# Exercises to complete
a) Write out the portion of the article on the tin ear trumpet between "The way it works" and "and small openings.", inclusive.
b) List every year or century that the article on the tin ear trumpet gives in figures.

# Excerpt
━━━━━━━━━━

Historical Treasure: Old-fashioned hearing aid
Historical treasure: Tin ear trumpet.Tribune-Star/Joseph C. Garza
Posted: Sunday, January 18, 2015 12:00 am
By Barbara Carney Special to the Tribune-Star
Hearing aids which now fit snugly into the ear have become almost invisible to the observer. But, this was not always the case. The pipe-like structure shown above is an example of an early device designed to help those with hearing difficulties. It was called a tin ear trumpet and was invented between 1650 and 1700. The object was still in use well into the 1800s.
The way it works is simple. The individual with audio problems holds the narrow portion at the end of the tube to his or her ear, while the other person speaks into the larger, round end. Sound pressure waves enter through holes in the large bell end of the trumpet. As the sound waves travel into and through the narrower tube, they are condensed into smaller and smaller waves, increasing the sound wave pressure into the ear. The degree of pressure increase depends only on the relative sizes of the large and small openings.

━━━━━━━━━━

# Items
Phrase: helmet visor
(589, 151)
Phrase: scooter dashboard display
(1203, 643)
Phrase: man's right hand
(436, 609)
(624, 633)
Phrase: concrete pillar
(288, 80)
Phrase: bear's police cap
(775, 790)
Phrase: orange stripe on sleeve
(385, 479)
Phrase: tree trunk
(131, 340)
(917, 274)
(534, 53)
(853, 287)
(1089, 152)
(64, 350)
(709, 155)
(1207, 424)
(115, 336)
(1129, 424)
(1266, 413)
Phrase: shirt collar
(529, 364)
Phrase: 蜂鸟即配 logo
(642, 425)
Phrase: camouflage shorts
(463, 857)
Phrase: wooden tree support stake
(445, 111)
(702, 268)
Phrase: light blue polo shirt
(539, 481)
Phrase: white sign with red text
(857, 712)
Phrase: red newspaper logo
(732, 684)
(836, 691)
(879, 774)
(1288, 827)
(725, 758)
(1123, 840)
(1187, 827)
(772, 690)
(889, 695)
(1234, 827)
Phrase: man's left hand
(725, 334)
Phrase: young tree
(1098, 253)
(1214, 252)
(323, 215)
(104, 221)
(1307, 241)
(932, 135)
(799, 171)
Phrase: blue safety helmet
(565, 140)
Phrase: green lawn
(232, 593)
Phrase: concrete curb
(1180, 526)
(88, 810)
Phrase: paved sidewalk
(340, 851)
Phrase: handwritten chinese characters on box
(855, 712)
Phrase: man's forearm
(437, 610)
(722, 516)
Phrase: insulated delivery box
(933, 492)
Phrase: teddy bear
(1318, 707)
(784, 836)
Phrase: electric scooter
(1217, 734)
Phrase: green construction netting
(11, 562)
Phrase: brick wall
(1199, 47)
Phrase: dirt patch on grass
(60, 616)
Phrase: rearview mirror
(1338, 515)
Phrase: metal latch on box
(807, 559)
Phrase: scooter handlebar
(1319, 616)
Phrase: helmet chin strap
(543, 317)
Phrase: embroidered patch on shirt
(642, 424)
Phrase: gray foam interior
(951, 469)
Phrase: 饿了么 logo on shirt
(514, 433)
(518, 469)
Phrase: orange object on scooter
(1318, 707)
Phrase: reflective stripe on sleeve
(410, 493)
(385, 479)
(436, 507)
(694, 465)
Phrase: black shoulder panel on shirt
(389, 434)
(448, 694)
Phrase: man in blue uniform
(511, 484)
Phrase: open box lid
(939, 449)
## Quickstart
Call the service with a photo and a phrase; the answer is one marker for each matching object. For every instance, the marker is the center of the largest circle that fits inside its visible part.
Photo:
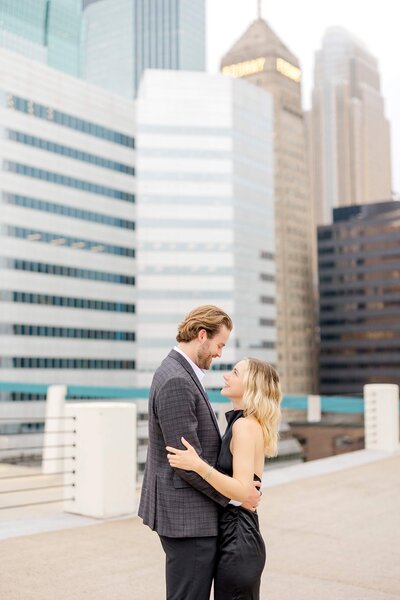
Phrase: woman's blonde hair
(208, 317)
(261, 399)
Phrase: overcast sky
(301, 24)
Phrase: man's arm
(175, 408)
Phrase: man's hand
(253, 500)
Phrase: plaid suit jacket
(174, 502)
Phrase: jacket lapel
(182, 361)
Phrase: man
(179, 505)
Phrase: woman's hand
(184, 459)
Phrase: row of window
(267, 300)
(58, 240)
(21, 362)
(65, 301)
(99, 161)
(49, 114)
(266, 277)
(66, 332)
(67, 211)
(267, 323)
(37, 267)
(59, 179)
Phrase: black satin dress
(241, 549)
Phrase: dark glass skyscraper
(359, 278)
(45, 30)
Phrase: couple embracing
(200, 492)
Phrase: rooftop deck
(332, 531)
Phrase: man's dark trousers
(189, 567)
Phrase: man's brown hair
(208, 317)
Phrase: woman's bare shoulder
(248, 425)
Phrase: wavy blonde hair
(208, 317)
(261, 399)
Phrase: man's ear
(202, 335)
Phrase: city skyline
(306, 40)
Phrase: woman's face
(234, 387)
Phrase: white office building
(205, 213)
(67, 221)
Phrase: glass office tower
(122, 38)
(45, 30)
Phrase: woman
(252, 432)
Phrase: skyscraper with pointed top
(263, 59)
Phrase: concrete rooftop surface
(332, 536)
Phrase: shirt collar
(200, 374)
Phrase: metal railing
(29, 457)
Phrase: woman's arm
(240, 485)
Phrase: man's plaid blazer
(174, 502)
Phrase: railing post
(313, 409)
(381, 414)
(54, 425)
(104, 466)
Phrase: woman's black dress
(241, 549)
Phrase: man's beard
(204, 357)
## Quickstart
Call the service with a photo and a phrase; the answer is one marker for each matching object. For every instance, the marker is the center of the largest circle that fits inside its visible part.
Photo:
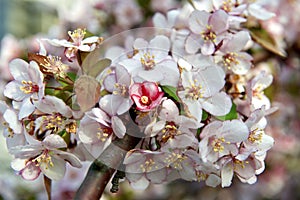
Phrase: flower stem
(103, 168)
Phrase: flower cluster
(191, 91)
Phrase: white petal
(50, 104)
(12, 119)
(69, 157)
(195, 109)
(219, 21)
(26, 108)
(218, 105)
(211, 79)
(30, 172)
(159, 20)
(118, 127)
(193, 43)
(140, 44)
(141, 184)
(213, 180)
(55, 172)
(227, 175)
(160, 42)
(234, 131)
(259, 12)
(169, 110)
(18, 164)
(19, 69)
(157, 176)
(12, 91)
(54, 142)
(198, 20)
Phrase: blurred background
(23, 21)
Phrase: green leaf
(263, 38)
(87, 90)
(72, 76)
(204, 115)
(231, 115)
(171, 92)
(96, 69)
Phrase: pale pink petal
(169, 110)
(12, 119)
(213, 180)
(160, 42)
(218, 105)
(140, 44)
(157, 176)
(26, 108)
(227, 174)
(30, 172)
(12, 90)
(118, 127)
(109, 82)
(140, 184)
(54, 142)
(193, 43)
(212, 80)
(69, 157)
(234, 131)
(198, 21)
(56, 171)
(208, 48)
(19, 69)
(259, 12)
(195, 109)
(219, 21)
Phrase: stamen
(148, 165)
(208, 34)
(148, 61)
(217, 144)
(29, 87)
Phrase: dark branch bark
(102, 169)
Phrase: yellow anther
(256, 136)
(120, 89)
(29, 87)
(217, 144)
(145, 100)
(44, 158)
(148, 61)
(148, 165)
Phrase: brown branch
(102, 169)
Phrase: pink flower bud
(146, 95)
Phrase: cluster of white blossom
(191, 90)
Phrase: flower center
(52, 122)
(104, 133)
(175, 160)
(148, 165)
(239, 163)
(217, 144)
(120, 89)
(194, 92)
(145, 100)
(230, 59)
(44, 158)
(209, 34)
(54, 66)
(258, 91)
(256, 136)
(148, 61)
(29, 87)
(170, 131)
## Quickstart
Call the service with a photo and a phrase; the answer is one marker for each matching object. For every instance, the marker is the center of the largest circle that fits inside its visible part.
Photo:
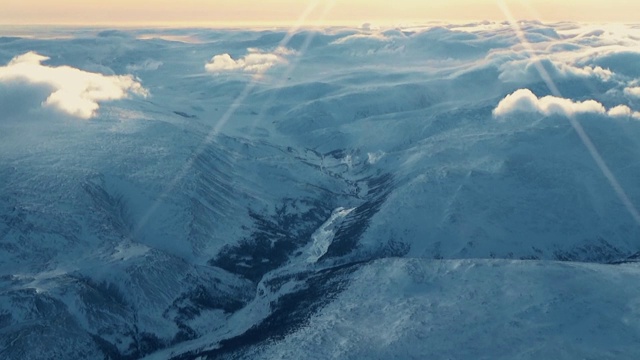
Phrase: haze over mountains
(431, 192)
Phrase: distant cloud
(525, 101)
(255, 61)
(529, 70)
(633, 91)
(147, 65)
(73, 91)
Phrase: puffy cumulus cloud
(525, 101)
(70, 90)
(255, 61)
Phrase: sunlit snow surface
(418, 192)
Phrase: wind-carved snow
(323, 237)
(178, 236)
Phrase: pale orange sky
(284, 12)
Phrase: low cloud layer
(525, 101)
(73, 91)
(255, 61)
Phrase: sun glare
(280, 12)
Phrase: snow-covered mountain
(429, 192)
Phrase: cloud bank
(255, 61)
(73, 91)
(525, 101)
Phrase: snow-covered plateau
(431, 192)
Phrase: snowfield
(444, 192)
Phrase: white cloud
(524, 100)
(633, 91)
(529, 70)
(147, 65)
(72, 90)
(255, 61)
(620, 111)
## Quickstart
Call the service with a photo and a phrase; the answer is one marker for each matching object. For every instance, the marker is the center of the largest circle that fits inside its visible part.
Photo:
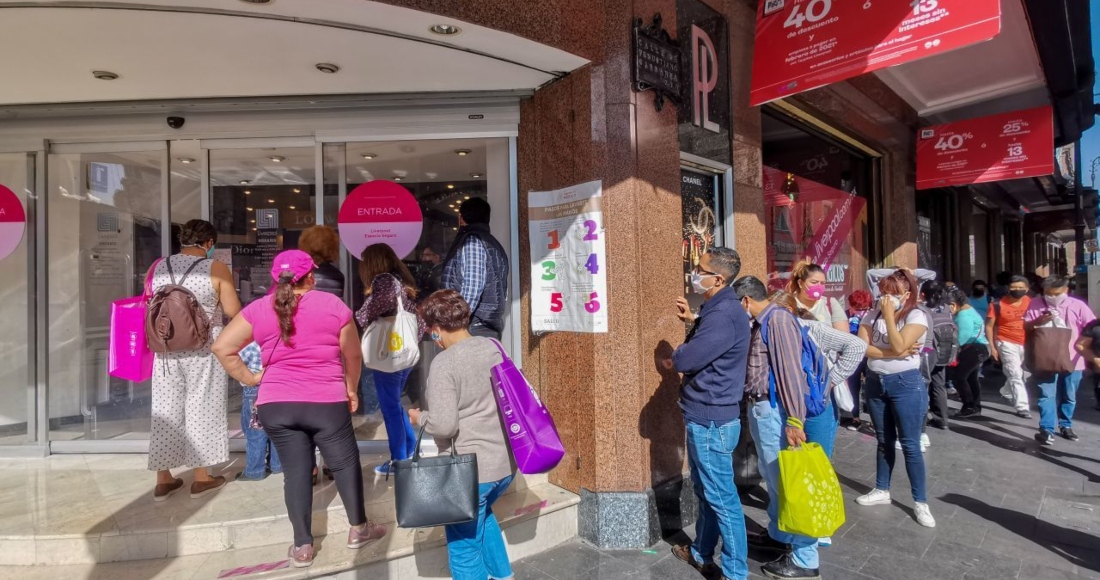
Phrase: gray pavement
(1005, 509)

━━━━━━━━━━

# Worked answers
a)
The way it works is simple. The individual with audio problems holds the narrow portion at the end of the tube to his or her ear, while the other person speaks into the larger, round end. Sound pressure waves enter through holes in the large bell end of the trumpet. As the sound waves travel into and through the narrower tube, they are condensed into smaller and smaller waves, increasing the sound wave pressure into the ear. The degree of pressure increase depends only on the relative sizes of the large and small openings.

b)
2015
1650
1700
1800s